**Selected passage:**
-------------------------
Still others prefer to construct a “pluralistic integrative ” method and model of reality that transcends both binary and triadic ways of thinking. Ken Wilber does this with his All Quadrants and All Levels (AQAL) approach. His four ontological (and epistemological) quadrants are Internal-Individual, External-Individual, Internal Collective and External-Collective (that is, Intention, Behavior, Culture and Society). His five levels of being are Matter, Body, Mind, Soul and Spirit, rooted in the ancient tradition of the Great Chain of Being.
For Ken Wilber these quadrants and levels ultimately converge into a non-dualist whole. Materialists view Wilber’s model as archaic and medieval, byzantine and unnecessary to understand the “real world” of physical substances, forms and processes of nature without all the metaphysical slicing and dicing of reality into quadrants and levels, holons, spheres, lines and stages. Idealists and materialists talk past each other.
Still others seem to be content to simply accept and live with the radical plurality and diversity of existence, life, consciousness and civilization without needing to “pluralistically integrate” it into four quadrants and five levels of the Ontological One with Ken Wilber, or “reduce” it to the empirical parameters and quantifying methods of math, physics, chemistry, geology, botany and biology on the other.
It’s my observation that novelists, short story writers, essayists, humorists, satirists, poets and playwrights generally seem to be of this latter sensibility, even though they may engage many of the common binaries of life. Some philosophical novelists, poets and essayists do seem to make a gesture toward theoretical and practical integration of the great binaries of existence, life, consciousness and civilization. However, the deeper instinct creative fiction and nonfiction writers sees to be to “live the questions” and to embrace the experience of Mystery, Ambiguity, Plurality and Paradox rather than to “solve the problems of existence” through either dualistic, monistic, dialectical or evolutionary theories that are the offspring of religion, philosophy, history and science.
-------------------------
**Provided records:**
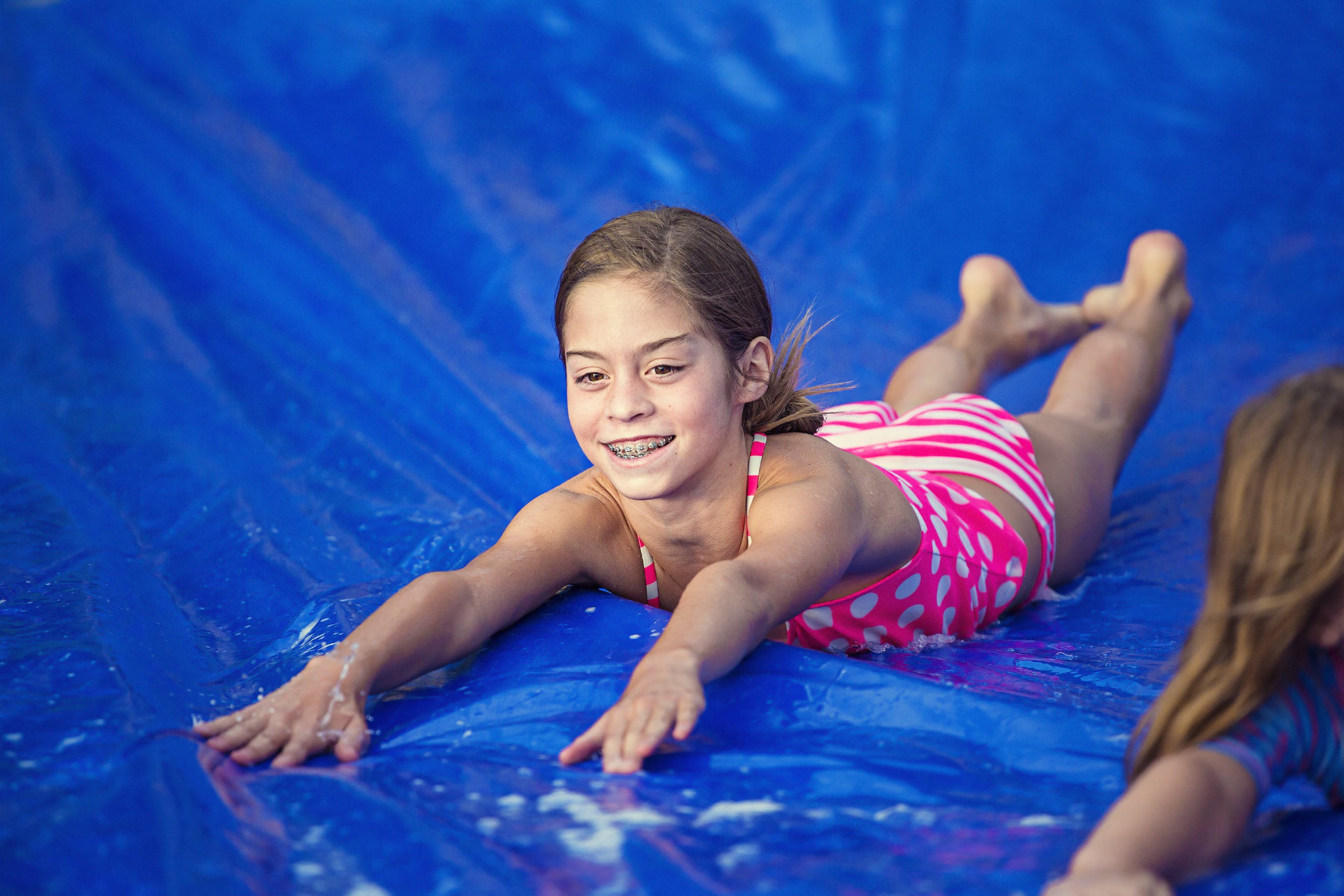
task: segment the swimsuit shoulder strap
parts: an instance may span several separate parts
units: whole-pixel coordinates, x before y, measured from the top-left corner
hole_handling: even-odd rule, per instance
[[[751,498],[755,497],[757,484],[761,480],[761,458],[765,457],[765,433],[757,433],[751,438],[751,455],[747,458],[747,512],[751,512]],[[742,528],[746,529],[747,520],[742,517]],[[644,539],[638,535],[634,540],[640,543],[640,559],[644,562],[644,600],[650,607],[659,606],[659,572],[653,567],[653,555],[644,545]],[[747,547],[751,547],[751,532],[747,531]]]
[[[761,458],[765,457],[765,433],[751,437],[751,457],[747,458],[747,513],[751,513],[751,500],[755,497],[757,484],[761,481]],[[751,547],[751,529],[747,519],[742,517],[742,529],[747,533],[747,547]]]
-------------------------
**Assignment:** Write the next part of the essay on Ken Wilber's integral model and the writer's embrace of plurality, starting after its final sentence.

**Final answer:**
What creative writers seem to care about most is a polyphonic and variegated immersion into the complexity of lived experience and human relationships, not the resolution of abstract philosophical or concrete scientific problems. And yet because creative writers are human beings before they are writers they cannot help but be at least vaguely aware of the binary pattern that appears throughout the entire “cosmogenesis” of existence, life, consciousness and civilization.
What one does with these linguistic binaries is a matter of some consequence. Creative writers often do have a “tell” — as they say of the world of poker. They do have instinctive and habitual “literary responses” to the binaries within the circle of their life experiences, but their responses are usually expressed below the writer’s own field of vision and threshold of consciousness.
To become aware of how we respond to the linguistic binaries of our experiences and relationships is to become attentive to our own creative process of cosmogenesis or world-making. Whether these these pervasive linguistic binaries are “objective realities” (like Plato’s Forms or Kant’s Categories) or “nominal abstractions” that serve us as useful fictions is a question for further philosophical discussion.